TASK TO COMPLETE: Please rewrite the records below, changing "storage bin" to "storage container" throughout and keeping everything else unchanged. Leave the pictures out of your answer.

PROVIDED RECORDS:

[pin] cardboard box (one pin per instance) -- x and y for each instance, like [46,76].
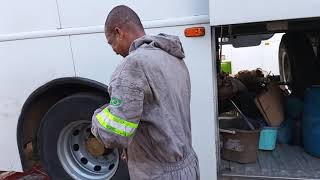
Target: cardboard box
[270,104]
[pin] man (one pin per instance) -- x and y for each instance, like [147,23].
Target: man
[149,111]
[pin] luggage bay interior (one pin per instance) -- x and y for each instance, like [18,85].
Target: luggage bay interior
[281,112]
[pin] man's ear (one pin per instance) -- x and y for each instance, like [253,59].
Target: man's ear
[119,33]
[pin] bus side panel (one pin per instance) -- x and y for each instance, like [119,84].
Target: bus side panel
[247,11]
[83,13]
[32,15]
[25,66]
[98,62]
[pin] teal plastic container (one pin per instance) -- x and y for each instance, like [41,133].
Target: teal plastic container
[268,138]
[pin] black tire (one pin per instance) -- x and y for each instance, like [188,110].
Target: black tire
[297,63]
[68,110]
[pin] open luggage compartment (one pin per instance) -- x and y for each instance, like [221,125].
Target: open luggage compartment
[286,161]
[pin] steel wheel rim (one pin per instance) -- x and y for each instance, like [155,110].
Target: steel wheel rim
[75,158]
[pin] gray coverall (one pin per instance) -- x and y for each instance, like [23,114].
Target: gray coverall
[149,111]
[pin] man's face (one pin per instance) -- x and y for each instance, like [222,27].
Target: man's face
[118,41]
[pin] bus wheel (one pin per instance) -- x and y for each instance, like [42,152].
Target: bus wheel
[67,148]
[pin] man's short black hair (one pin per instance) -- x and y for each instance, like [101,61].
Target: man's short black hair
[121,16]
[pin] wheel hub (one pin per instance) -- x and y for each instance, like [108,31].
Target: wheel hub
[83,156]
[94,147]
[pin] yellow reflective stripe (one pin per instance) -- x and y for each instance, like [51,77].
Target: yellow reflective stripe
[112,129]
[119,120]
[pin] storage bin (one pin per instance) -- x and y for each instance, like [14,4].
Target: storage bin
[268,138]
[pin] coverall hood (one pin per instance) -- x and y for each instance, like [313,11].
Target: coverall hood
[168,43]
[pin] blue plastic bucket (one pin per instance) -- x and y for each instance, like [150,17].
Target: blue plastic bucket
[268,138]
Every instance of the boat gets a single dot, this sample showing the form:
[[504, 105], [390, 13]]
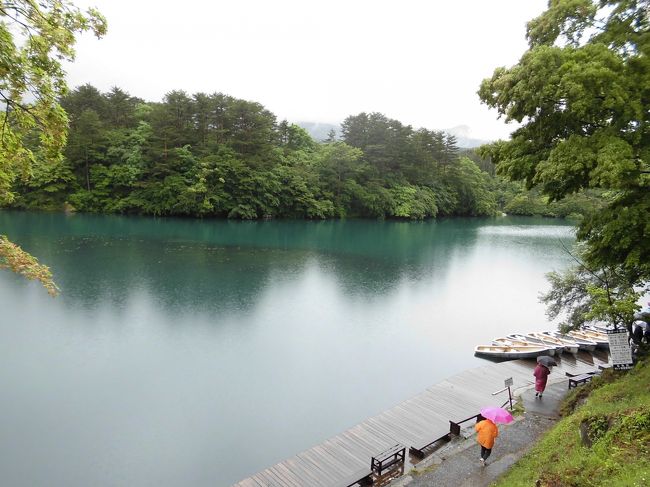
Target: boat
[[535, 342], [583, 344], [548, 339], [513, 342], [599, 339], [509, 352]]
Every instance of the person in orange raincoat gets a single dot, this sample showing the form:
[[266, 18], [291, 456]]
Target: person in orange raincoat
[[487, 433], [541, 376]]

THE RESPONSE:
[pin] cardboard box (one pin per instance) -- x and y for each instance, like [46,76].
Target: cardboard box
[270,104]
[pin] man (one pin per instance) -- x and y for each instance, like [147,23].
Target: man
[149,111]
[pin] luggage bay interior (one pin per instance) -- x and y for each instance, like [18,85].
Target: luggage bay interior
[281,112]
[pin] man's ear (one pin per instance) -- x and y for each instance, like [253,59].
Target: man's ear
[119,33]
[pin] bus side panel (one pin per instance) -- x and y for each instance, like [119,84].
Target: bus side panel
[247,11]
[83,13]
[32,15]
[25,66]
[98,62]
[pin] teal plastic container (one pin per instance) -- x and y for each instance, like [41,133].
Target: teal plastic container
[268,138]
[pin] black tire (one pin per instance) -- x and y for each instance, like [188,110].
Target: black tire
[297,63]
[68,110]
[pin] open luggage compartment (one pin per instance) -- x and y for each instance, like [221,125].
Target: open luggage compartment
[286,161]
[pin] steel wheel rim (one pin per instance) -- x and y for each instance, like [155,110].
Target: steel wheel rim
[75,158]
[pin] gray coverall (one pin per instance) -- x and y for each instance, like [23,114].
Target: gray coverall
[149,111]
[pin] man's face (one pin per instance) -- x and y for each instance, like [222,27].
Target: man's face
[118,41]
[pin] bus wheel (one pin per instance) -- x and y for each instance, like [42,152].
Target: bus wheel
[67,148]
[pin] man's short black hair (one pin per instance) -- x and y for each instance, like [101,61].
Target: man's short black hair
[121,16]
[pin] wheel hub (one pin per instance) -- x and y for each instance, like [108,31].
Target: wheel hub
[83,156]
[94,147]
[pin] yellow reflective stripe (one pin per instance) -- x and y for each instance, like [51,77].
Target: yellow reflective stripe
[112,129]
[119,120]
[pin] storage container (one pin per instance) -- x and y for each instance, like [14,4].
Target: storage container
[268,138]
[pin] coverall hood (one pin per instance) -- x and y for each instance, like [313,11].
Target: coverall hood
[168,43]
[pin] blue plastic bucket (one pin per instance) -- x and y for each instance, like [150,17].
Target: blue plastic bucket
[268,138]
Every instance of the boat gets a single dot, this sample showing the form:
[[504, 105], [390, 13]]
Target: boat
[[535, 342], [583, 344], [548, 339], [513, 342], [599, 339], [509, 352]]
Every instance of the person in orange raincoat gets a single dot, this sample showing the form:
[[266, 18], [291, 456]]
Target: person in orange raincoat
[[487, 433], [541, 376]]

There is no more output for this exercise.